- _The problem_:
Copy the material from the line with "Would you mind pointing to the sunflower center" through the end, swapping "shoreline" for "coastline" and leaving everything else the same.

- _Listing_:

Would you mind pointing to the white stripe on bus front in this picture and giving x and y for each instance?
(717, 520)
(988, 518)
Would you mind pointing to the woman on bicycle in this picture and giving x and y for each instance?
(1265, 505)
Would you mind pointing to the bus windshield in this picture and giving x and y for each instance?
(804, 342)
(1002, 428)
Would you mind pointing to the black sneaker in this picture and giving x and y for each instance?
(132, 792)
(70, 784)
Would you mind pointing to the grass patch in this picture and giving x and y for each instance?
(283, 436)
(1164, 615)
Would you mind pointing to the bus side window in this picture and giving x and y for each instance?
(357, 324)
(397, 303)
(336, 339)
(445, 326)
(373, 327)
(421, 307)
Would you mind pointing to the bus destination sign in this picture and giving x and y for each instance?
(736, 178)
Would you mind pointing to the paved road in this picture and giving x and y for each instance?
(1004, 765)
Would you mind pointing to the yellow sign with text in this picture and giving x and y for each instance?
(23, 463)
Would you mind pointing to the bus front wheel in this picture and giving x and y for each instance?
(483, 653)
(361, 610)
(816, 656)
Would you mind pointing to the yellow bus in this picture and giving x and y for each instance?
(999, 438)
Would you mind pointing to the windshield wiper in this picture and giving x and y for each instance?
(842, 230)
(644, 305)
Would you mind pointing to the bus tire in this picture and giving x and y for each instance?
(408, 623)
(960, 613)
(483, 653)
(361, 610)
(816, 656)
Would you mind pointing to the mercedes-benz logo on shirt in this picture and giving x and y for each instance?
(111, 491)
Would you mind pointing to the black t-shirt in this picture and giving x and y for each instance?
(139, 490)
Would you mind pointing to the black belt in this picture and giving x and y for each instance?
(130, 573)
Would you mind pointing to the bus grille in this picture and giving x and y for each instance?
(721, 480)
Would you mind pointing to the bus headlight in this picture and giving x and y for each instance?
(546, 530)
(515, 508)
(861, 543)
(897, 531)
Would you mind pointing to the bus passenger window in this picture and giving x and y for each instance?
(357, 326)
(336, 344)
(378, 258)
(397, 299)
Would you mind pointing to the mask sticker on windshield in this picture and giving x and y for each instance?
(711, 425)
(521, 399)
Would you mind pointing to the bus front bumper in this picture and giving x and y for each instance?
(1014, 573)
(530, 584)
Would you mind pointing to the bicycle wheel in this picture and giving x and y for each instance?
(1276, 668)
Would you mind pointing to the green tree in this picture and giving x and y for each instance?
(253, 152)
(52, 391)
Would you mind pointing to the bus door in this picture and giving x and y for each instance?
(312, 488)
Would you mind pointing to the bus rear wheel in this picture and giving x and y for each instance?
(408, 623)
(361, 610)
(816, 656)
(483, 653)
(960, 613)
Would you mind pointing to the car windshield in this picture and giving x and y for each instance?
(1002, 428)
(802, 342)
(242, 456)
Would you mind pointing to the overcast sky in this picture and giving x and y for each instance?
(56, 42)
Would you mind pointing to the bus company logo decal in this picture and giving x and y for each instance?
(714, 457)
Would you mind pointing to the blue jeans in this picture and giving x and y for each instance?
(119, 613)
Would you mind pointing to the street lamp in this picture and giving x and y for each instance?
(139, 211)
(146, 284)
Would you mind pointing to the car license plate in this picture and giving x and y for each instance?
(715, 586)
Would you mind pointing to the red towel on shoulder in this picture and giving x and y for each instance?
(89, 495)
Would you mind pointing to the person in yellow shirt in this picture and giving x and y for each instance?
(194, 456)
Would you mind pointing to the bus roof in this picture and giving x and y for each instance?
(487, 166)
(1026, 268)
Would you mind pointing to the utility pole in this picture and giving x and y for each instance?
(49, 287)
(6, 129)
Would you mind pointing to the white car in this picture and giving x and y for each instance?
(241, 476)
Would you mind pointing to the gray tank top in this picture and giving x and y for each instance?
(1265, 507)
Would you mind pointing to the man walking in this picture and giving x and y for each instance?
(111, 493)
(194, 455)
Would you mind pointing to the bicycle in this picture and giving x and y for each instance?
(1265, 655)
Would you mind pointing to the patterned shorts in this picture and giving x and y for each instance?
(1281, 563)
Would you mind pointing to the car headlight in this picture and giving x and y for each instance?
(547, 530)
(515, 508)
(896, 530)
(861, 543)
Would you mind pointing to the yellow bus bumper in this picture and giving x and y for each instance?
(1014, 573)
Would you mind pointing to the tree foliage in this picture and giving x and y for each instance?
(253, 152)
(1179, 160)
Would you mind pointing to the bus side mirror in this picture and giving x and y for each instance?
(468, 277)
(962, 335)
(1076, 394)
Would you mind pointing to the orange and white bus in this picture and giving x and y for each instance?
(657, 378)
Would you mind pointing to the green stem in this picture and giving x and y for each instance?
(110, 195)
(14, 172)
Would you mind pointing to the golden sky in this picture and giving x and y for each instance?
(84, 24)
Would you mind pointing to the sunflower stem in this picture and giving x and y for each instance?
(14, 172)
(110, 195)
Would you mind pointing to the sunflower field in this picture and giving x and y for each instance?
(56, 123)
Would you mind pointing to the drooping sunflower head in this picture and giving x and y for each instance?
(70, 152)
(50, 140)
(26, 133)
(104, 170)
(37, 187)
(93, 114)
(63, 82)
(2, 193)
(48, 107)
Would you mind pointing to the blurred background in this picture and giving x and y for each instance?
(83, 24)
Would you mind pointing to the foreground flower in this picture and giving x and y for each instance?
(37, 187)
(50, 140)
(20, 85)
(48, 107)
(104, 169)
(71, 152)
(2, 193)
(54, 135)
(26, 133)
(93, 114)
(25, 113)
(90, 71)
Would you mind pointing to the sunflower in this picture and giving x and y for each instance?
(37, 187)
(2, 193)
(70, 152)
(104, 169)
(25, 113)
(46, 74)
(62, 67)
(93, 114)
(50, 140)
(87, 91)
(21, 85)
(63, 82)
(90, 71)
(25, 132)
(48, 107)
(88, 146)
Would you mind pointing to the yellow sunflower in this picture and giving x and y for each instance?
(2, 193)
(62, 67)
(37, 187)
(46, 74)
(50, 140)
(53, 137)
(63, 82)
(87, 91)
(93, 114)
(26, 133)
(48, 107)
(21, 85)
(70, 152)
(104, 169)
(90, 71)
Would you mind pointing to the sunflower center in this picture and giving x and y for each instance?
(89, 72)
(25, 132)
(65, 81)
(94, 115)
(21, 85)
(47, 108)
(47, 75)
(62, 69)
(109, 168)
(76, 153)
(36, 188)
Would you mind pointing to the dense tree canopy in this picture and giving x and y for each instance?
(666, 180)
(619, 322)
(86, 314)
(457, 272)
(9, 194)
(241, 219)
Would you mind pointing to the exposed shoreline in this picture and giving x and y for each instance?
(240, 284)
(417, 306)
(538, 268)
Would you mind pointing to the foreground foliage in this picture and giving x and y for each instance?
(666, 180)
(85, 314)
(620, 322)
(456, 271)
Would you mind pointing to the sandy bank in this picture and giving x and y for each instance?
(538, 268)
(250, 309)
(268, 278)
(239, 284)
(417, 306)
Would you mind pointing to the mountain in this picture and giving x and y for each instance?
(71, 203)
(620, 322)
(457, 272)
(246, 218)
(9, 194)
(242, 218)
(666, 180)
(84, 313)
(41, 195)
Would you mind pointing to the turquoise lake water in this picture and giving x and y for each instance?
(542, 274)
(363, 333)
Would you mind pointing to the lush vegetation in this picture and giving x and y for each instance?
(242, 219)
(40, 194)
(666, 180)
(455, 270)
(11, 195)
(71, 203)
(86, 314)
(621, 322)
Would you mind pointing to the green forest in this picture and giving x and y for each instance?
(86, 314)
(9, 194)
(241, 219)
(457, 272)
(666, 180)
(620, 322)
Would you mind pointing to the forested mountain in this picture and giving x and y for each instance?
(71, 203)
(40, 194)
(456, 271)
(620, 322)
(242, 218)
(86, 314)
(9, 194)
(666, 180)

- _Result of this exercise_:
Would you mind pointing to the sunflower center in this picture and giving x and y for each instance?
(89, 72)
(25, 132)
(65, 81)
(94, 115)
(21, 85)
(47, 108)
(47, 75)
(62, 69)
(109, 168)
(76, 153)
(36, 188)
Would you mind pointing to the dense tree canopy in this picture and giving x and y for each instance?
(666, 180)
(619, 322)
(86, 314)
(457, 272)
(9, 194)
(241, 219)
Would you mind pointing to the exposed coastline in this picture and giving x and y for each instance?
(240, 284)
(417, 306)
(538, 268)
Would you mind pointing to the foreground foliage in this picture and giving x and y for each instance?
(666, 180)
(85, 314)
(620, 322)
(456, 271)
Would you mind pointing to the sandy bank in this picture and giving x and y for each instance?
(538, 268)
(250, 309)
(268, 278)
(239, 284)
(417, 306)
Would you mind pointing to the mountain in this picture and giving x and y for each instance?
(71, 203)
(620, 322)
(457, 272)
(246, 218)
(9, 194)
(242, 218)
(666, 180)
(84, 313)
(41, 195)
Would you mind pointing to the turquoise lake water in this picture and giving x and y for each instance?
(542, 274)
(363, 333)
Would you mind pointing to the lush vegetation in this picture and giving x and y for each instance?
(242, 219)
(40, 194)
(666, 180)
(455, 270)
(11, 195)
(71, 203)
(86, 314)
(621, 322)
Would you mind pointing to the green forest in this picture and giving x and y for each instance?
(86, 314)
(9, 194)
(241, 219)
(457, 272)
(666, 180)
(620, 322)
Would you mind pointing to the forested mountain in this picture and giving x and y for each instance?
(71, 203)
(40, 194)
(456, 271)
(620, 322)
(242, 218)
(86, 314)
(9, 194)
(666, 180)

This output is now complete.